• [Job]: Set out the lines below as a Markdown table with two columns, Row and Line. Give each line its row number and leave out any blank lines.

• [Listing]:
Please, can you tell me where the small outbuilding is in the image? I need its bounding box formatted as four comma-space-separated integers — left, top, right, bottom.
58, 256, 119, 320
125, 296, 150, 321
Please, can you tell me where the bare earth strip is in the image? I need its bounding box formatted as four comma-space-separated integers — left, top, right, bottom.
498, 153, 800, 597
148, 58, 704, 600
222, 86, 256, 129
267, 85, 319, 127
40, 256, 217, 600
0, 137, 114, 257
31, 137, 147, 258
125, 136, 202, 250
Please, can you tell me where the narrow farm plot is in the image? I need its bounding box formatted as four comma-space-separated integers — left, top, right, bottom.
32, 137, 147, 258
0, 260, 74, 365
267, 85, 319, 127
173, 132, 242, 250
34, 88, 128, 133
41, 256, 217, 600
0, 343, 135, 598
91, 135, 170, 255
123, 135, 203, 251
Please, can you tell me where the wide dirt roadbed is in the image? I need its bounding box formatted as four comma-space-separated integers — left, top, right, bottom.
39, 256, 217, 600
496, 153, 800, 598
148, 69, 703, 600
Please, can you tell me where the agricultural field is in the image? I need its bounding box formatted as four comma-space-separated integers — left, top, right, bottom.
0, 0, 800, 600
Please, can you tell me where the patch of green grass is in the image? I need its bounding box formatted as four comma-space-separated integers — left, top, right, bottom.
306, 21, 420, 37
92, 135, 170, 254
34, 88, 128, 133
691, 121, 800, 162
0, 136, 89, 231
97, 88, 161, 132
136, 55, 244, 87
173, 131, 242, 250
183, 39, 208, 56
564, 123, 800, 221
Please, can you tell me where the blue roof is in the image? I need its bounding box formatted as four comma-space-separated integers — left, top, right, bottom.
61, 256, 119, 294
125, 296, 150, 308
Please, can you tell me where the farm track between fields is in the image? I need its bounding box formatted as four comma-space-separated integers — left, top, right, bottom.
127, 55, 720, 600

• [Result of this exercise]:
| Row | Line |
|---|---|
| 1 | Please, can you tell me where the small outbuilding is in the image? I need its bounding box formatted as four comma-space-separated integers — left, top, right, bottom. |
| 2 | 58, 256, 119, 320 |
| 3 | 125, 296, 150, 321 |
| 4 | Please, can you tell me where the bare earth strip is in the image? I need its bounding box formatted as four comma-space-separated integers — left, top, right, bottom. |
| 5 | 498, 153, 800, 597 |
| 6 | 148, 58, 704, 600 |
| 7 | 222, 86, 256, 129 |
| 8 | 267, 85, 319, 127 |
| 9 | 40, 256, 217, 600 |
| 10 | 0, 137, 114, 257 |
| 11 | 31, 137, 147, 258 |
| 12 | 125, 136, 202, 250 |
| 13 | Please, can you tell me where the narrow farm plot is in the image? I need its bounding box formatted as four comma-space-separated integers — left, top, right, bottom. |
| 14 | 32, 137, 147, 258 |
| 15 | 0, 260, 74, 365 |
| 16 | 267, 85, 319, 127 |
| 17 | 173, 132, 242, 250 |
| 18 | 34, 88, 128, 133 |
| 19 | 41, 256, 217, 600 |
| 20 | 0, 343, 135, 598 |
| 21 | 91, 135, 170, 255 |
| 22 | 123, 135, 203, 251 |
| 23 | Please, can you tell me where the wide dirt roadbed is in the image? I need its bounding box formatted as four comma-space-separated integers — left, top, right, bottom. |
| 24 | 39, 256, 217, 600 |
| 25 | 496, 153, 800, 598 |
| 26 | 148, 69, 703, 600 |
| 27 | Please, can you tell me where the agricultural field is in the image? I need its bounding box formatted as four comma-space-separated integers — left, top, right, bottom. |
| 28 | 0, 0, 800, 600 |
| 29 | Please, can you tell me where the patch of green grass is in the image? I need its bounding box formatted as four comma-space-separated integers — left, top, right, bottom. |
| 30 | 306, 21, 420, 37 |
| 31 | 92, 135, 170, 254 |
| 32 | 34, 88, 128, 133 |
| 33 | 691, 121, 800, 162 |
| 34 | 0, 136, 89, 231 |
| 35 | 97, 88, 161, 132 |
| 36 | 136, 55, 244, 87 |
| 37 | 173, 131, 242, 250 |
| 38 | 183, 39, 208, 56 |
| 39 | 564, 123, 800, 221 |
| 40 | Please, can you tell me where the blue roof is in the image? I need its bounding box formatted as four comma-space-separated integers — left, top, right, bottom. |
| 41 | 61, 256, 119, 294 |
| 42 | 125, 296, 150, 308 |
| 43 | Please, can you tell me where the farm track between fields is in the image? I need its bounding box formatted as four comma-space-separated integers — left, top, right, bottom. |
| 44 | 127, 55, 720, 600 |